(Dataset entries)
☆ ☆ ☆ ☆ ☆

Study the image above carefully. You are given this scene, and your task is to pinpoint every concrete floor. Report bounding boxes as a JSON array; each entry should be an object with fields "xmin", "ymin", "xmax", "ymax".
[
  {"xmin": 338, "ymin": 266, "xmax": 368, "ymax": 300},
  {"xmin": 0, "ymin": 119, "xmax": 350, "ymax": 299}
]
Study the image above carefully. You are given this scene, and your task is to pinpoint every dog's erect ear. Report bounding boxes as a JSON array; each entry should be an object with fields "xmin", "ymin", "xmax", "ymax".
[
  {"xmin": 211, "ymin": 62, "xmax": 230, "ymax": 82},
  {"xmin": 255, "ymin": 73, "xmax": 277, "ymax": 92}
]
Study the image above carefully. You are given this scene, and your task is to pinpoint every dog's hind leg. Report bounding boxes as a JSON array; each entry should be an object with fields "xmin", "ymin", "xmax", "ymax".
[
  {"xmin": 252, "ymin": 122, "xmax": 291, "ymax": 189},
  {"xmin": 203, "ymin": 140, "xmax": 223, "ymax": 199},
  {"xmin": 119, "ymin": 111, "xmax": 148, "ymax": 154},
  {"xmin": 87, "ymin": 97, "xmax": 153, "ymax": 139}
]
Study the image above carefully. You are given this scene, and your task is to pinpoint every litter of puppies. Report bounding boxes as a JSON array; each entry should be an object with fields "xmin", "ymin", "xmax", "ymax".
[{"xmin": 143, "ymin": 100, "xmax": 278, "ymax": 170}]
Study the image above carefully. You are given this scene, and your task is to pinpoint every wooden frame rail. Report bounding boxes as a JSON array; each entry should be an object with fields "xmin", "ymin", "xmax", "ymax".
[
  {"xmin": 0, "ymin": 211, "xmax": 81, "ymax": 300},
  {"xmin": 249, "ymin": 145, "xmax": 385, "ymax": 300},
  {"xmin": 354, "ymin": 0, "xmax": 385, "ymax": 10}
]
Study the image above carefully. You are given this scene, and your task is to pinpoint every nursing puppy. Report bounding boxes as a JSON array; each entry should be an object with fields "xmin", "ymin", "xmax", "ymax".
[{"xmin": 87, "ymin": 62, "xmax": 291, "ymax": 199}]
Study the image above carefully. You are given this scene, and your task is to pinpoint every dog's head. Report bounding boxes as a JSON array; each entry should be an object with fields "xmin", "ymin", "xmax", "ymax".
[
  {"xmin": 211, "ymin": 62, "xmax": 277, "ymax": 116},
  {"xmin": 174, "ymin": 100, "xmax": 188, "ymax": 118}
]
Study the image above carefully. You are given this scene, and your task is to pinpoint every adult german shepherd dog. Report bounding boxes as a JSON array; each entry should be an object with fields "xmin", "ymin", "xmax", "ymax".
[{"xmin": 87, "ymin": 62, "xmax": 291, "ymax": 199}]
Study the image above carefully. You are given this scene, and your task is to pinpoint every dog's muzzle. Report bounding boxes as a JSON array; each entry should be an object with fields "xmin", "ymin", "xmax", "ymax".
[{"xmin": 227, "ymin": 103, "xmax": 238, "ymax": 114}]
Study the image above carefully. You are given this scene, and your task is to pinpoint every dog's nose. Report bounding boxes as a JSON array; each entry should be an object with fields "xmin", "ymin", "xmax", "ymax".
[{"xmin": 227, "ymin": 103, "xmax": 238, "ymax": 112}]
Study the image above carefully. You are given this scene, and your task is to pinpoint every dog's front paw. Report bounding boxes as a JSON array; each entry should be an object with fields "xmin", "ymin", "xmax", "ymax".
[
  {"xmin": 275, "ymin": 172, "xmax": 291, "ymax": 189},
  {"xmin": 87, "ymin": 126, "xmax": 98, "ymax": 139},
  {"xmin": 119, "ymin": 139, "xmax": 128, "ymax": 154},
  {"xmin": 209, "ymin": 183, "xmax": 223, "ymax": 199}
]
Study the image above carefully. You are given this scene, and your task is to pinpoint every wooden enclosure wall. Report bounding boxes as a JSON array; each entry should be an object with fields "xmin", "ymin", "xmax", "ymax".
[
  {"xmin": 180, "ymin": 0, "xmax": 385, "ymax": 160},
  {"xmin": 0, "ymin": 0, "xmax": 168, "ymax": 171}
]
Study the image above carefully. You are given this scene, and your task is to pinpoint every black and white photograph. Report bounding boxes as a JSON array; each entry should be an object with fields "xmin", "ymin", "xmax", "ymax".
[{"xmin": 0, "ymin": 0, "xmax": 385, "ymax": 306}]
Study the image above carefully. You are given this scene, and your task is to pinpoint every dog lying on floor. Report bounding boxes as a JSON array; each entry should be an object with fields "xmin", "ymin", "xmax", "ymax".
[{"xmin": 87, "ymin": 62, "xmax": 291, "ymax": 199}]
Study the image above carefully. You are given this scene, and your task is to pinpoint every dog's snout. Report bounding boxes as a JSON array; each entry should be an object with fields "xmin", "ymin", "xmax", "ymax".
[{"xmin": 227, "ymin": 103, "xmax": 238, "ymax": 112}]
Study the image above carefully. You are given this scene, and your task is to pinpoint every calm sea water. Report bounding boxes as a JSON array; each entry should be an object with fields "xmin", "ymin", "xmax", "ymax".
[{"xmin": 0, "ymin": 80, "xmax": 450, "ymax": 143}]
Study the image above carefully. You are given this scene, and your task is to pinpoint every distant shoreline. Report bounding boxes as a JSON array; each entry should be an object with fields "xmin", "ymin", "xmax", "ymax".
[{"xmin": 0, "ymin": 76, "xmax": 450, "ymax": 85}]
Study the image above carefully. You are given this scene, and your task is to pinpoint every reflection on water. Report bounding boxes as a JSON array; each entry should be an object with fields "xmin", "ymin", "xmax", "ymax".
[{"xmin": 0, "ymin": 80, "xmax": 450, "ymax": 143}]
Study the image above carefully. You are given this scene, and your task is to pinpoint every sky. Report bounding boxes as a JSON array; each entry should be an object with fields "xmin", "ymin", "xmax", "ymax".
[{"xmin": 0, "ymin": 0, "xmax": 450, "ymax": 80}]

☆ ☆ ☆ ☆ ☆

### GIVEN TASK
Format the items as a numbered list, starting at the line that contains "pinpoint every distant" and ending at the last line of the items, with both ends included. Leave out any blank lines.

### RESULT OF THIS EXERCISE
1. Study the image above carefully. You are given this scene, and your task is to pinpoint every distant shoreline. Report bounding boxes as a JSON array; each entry should be an object with fields "xmin", "ymin", "xmax", "ymax".
2. [{"xmin": 0, "ymin": 76, "xmax": 450, "ymax": 85}]
3. Study the image above carefully. You are given this scene, and your task is to pinpoint every reflection on water. Report bounding boxes as a JSON array; each entry should be an object with fields "xmin", "ymin", "xmax", "ymax".
4. [{"xmin": 0, "ymin": 80, "xmax": 450, "ymax": 143}]
5. Study the image above carefully. You are given this scene, and your task is to pinpoint every sky. Report bounding boxes as a JSON array; each entry should be an object with fields "xmin", "ymin", "xmax", "ymax".
6. [{"xmin": 0, "ymin": 0, "xmax": 450, "ymax": 80}]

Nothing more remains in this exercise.